Content starts

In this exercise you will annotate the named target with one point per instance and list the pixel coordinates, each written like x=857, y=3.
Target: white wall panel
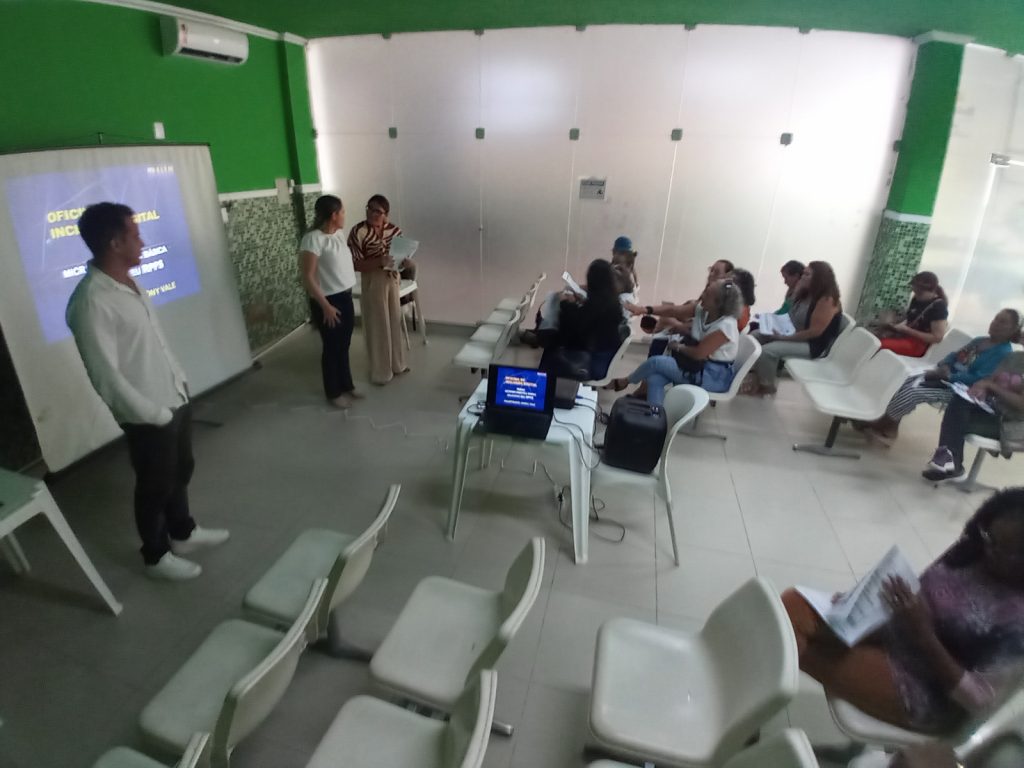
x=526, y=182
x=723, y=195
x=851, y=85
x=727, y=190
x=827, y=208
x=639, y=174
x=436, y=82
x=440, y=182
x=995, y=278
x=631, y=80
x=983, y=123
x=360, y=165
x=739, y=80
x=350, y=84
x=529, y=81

Content ends
Content starts

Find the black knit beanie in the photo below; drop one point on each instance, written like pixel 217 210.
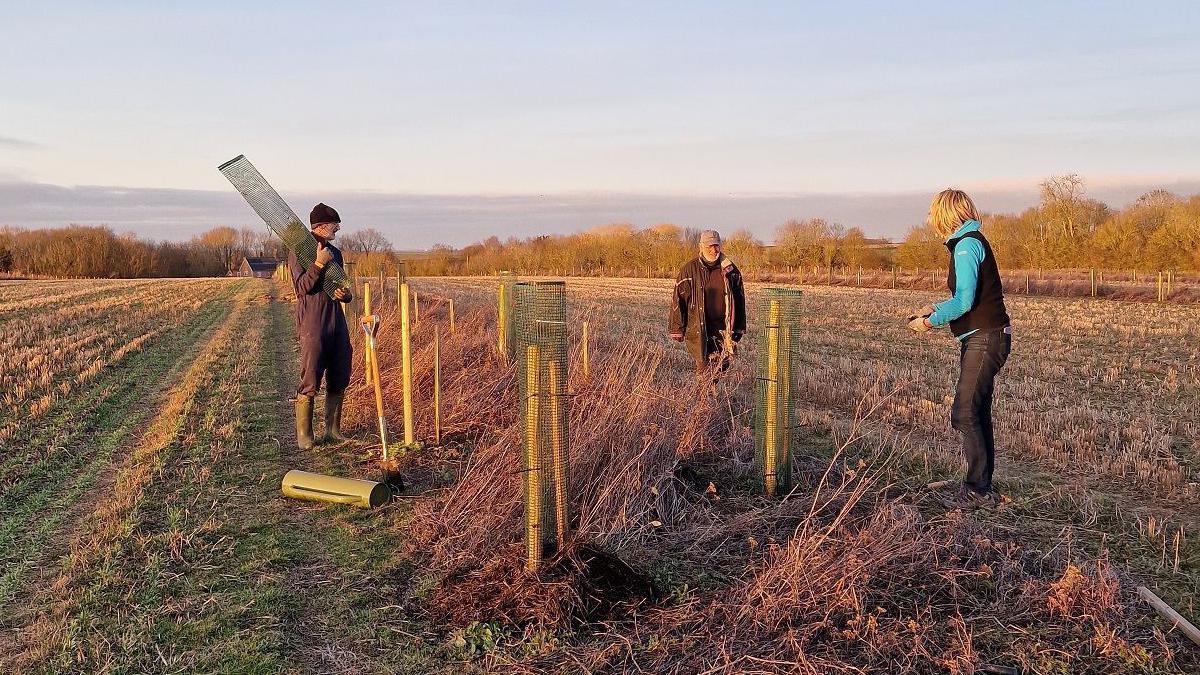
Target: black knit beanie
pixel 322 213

Content ends

■ WHAT THE EXERCISE ASKS: Show every line above in which the word "instance" is found.

■ OUTPUT FOR THIS TASK:
In this exercise you will annotate the named target with one point per instance and list the pixel coordinates, each written like x=857, y=3.
Find the black knit beanie in the photo below; drop one point on each instance, written like pixel 217 210.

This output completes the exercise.